Условие задачи – Обновите фрагмент воспоминаний об Анатолии Наймане: приведите его заново от слов «Он возник в» до слов «состришь – потеряешь день.», заменив «в моде» на «в почёте».

Фрагмент текста –

Он возник в ту эпоху, когда в моде было щегольство. Это распространялось и на одежду, и на язык. Друг Толи Сергей Вольф написал: «Как у Лёни Штакеля рубашечка из штапеля, а у Толи Наймана рубашечка из найлона!» Разумеется, это было в тот год, когда нейлон (по-пижонски – найлон) ещё не вышел из моды. В элегантных (как никогда после) компаниях Анатолий выделялся и щегольством речи. Хотя блистательных говорунов было много, было принято блистать, а не говорить банальности. Не состришь – потеряешь день.
Притом Толя писал очень нежные, чувствительные стихи. Помню их наизусть – хотя, возможно, с ошибками. «Машинист разводил пары. Целовались, дарили астры. Мне бы горькое то лекарство – чтоб глоток, и долой из игры. Чтобы мысли узлом завязало до прощальной до самой поры. Ах, вокзалы, вокзалы… деревянные ваши полы!» И ещё одно, часто повторяемое нами стихотворение, где летящие листья ассоциируются с мелькнувшими в это лето людьми: «…Ах, Илья в шерстяной рубашке, с длинным спиннингом на рыбалке, и бушующий на стадионах негр из Штатов Соединённых! И прозрачный листок, как денежка, неизвестно кем оброненная. И любимая моя девушка, в воду чистую обрамлённая… Лето кончилось, лето минуло. Улетай и ты, моя милая!»

Записи из набора данных –
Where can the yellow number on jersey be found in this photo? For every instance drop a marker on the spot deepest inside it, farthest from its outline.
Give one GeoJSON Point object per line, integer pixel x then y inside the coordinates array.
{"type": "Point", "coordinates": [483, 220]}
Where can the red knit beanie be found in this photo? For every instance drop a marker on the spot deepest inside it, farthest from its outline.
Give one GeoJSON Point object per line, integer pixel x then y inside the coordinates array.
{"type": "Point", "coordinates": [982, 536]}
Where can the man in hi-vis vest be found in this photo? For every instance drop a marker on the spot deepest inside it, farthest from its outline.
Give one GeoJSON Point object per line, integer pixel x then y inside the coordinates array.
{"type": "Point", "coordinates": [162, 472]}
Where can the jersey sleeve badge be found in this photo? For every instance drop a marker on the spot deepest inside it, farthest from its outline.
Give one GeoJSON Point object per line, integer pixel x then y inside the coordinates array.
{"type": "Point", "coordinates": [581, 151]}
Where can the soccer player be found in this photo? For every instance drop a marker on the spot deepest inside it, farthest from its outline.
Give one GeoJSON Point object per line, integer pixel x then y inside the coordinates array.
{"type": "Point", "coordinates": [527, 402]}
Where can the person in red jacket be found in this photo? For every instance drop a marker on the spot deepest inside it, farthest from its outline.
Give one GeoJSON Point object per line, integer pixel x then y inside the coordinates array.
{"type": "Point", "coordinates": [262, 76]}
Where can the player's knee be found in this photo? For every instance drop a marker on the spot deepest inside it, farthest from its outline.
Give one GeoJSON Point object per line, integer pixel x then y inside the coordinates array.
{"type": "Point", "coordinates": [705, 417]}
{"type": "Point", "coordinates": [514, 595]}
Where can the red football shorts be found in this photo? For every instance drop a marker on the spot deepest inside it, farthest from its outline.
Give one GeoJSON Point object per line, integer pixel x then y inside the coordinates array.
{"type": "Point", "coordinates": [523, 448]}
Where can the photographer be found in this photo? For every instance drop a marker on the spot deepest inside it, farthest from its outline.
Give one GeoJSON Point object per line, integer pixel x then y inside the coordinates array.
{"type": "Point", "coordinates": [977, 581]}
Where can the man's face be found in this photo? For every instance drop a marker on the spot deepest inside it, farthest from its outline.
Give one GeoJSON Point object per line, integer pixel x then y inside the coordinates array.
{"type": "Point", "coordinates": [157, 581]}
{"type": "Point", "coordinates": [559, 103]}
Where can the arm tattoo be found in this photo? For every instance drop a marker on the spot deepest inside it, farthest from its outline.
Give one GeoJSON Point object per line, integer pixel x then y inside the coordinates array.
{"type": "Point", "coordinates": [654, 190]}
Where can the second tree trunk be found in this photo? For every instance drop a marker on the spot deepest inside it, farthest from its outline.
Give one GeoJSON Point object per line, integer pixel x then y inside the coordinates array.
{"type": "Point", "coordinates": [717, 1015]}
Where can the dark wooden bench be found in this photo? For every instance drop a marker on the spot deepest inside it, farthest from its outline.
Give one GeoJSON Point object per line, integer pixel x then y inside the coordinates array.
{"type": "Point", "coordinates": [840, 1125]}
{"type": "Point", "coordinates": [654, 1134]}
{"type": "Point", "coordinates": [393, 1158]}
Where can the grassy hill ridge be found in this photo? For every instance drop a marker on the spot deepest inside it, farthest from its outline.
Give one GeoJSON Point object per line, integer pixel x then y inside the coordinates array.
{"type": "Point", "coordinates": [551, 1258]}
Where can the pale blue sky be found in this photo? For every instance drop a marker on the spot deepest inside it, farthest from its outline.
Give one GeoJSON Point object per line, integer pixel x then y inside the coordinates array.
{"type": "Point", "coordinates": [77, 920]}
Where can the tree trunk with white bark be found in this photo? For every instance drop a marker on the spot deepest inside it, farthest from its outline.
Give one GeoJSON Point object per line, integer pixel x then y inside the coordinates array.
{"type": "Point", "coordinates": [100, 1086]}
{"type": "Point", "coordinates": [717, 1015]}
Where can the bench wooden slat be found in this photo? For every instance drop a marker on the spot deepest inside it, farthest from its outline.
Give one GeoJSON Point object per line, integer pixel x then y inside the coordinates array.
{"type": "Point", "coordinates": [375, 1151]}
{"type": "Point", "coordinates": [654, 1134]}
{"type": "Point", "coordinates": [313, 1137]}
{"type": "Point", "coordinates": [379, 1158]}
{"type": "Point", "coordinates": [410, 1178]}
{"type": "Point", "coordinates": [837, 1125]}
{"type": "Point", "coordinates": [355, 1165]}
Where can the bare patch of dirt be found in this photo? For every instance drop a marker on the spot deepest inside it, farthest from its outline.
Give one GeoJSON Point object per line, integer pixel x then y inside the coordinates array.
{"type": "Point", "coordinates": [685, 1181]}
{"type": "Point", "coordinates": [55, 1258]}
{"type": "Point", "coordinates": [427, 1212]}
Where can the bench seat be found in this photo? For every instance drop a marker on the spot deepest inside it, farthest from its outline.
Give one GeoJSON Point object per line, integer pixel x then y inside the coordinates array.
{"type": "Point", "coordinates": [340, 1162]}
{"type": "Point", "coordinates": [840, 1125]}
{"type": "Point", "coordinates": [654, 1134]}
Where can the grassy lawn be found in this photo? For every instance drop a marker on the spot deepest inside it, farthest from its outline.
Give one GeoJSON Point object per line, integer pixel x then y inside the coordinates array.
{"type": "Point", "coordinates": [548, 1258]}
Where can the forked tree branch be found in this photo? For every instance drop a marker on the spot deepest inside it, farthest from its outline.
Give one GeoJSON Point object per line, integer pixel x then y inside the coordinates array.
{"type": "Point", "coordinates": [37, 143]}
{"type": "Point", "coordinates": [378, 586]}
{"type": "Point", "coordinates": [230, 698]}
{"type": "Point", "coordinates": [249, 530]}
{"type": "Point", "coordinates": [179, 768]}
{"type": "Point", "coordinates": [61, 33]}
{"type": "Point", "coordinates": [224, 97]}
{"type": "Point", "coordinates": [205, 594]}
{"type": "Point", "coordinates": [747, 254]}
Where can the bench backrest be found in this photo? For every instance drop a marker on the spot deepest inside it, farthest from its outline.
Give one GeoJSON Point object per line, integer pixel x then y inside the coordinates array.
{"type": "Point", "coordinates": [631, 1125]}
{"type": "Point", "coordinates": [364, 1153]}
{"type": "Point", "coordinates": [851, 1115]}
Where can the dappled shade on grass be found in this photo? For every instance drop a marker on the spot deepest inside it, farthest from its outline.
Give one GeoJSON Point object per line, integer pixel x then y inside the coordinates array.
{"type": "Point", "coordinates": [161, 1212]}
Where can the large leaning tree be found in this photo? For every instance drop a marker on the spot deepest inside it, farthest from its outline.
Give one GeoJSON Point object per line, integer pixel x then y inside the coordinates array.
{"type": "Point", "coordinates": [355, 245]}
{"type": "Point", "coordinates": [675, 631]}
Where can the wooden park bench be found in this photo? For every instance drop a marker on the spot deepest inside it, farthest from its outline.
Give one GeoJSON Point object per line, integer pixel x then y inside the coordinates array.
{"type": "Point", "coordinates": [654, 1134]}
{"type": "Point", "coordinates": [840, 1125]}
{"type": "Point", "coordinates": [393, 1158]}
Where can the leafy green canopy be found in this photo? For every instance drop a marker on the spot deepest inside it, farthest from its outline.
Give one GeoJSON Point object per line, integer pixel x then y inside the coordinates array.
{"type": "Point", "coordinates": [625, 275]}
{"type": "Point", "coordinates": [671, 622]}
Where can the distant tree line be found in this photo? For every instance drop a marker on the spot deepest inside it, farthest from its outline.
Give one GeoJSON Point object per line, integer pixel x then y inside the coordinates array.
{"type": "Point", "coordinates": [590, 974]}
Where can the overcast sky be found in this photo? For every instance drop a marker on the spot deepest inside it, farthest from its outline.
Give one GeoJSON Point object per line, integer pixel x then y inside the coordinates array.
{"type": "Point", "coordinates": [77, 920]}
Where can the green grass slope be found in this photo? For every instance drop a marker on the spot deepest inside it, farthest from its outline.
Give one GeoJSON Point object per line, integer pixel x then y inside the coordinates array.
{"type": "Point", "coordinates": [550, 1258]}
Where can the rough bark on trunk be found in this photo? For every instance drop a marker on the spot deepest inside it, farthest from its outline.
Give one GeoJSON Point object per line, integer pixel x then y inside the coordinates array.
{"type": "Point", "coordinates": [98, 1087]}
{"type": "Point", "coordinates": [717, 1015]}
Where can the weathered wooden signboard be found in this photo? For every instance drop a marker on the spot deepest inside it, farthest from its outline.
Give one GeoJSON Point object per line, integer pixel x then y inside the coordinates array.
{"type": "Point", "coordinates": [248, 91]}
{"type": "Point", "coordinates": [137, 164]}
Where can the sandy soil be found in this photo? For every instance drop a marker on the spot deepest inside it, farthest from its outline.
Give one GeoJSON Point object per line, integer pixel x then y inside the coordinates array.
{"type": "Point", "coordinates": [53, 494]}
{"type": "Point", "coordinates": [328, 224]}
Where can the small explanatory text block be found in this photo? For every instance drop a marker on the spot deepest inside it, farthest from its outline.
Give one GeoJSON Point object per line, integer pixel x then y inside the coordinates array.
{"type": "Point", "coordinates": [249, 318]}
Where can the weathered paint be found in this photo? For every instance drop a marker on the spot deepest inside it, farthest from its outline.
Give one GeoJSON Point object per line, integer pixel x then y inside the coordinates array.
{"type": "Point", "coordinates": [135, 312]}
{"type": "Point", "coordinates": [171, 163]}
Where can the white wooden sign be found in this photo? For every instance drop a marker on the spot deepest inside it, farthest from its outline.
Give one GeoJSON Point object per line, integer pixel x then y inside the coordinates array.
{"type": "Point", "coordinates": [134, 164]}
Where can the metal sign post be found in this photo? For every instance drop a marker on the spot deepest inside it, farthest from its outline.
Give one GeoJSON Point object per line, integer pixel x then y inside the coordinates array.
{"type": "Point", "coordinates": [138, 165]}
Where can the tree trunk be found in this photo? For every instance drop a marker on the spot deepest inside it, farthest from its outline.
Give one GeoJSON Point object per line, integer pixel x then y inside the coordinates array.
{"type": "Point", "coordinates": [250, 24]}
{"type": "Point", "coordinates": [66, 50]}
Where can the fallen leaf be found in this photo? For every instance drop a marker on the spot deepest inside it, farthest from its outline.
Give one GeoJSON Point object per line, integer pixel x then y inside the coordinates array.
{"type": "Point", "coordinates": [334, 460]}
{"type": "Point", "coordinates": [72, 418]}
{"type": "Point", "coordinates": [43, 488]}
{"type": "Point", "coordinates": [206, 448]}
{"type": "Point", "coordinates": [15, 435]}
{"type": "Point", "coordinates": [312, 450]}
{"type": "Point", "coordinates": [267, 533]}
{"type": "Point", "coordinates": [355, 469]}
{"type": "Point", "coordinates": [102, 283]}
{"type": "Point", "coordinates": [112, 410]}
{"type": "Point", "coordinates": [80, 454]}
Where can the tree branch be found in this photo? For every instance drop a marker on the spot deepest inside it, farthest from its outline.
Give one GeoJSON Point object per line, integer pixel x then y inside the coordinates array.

Поле ответа –
Он возник в ту эпоху, когда в почёте было щегольство. Это распространялось и на одежду, и на язык. Друг Толи Сергей Вольф написал: «Как у Лёни Штакеля рубашечка из штапеля, а у Толи Наймана рубашечка из найлона!» Разумеется, это было в тот год, когда нейлон (по-пижонски – найлон) ещё не вышел из моды. В элегантных (как никогда после) компаниях Анатолий выделялся и щегольством речи. Хотя блистательных говорунов было много, было принято блистать, а не говорить банальности. Не состришь – потеряешь день.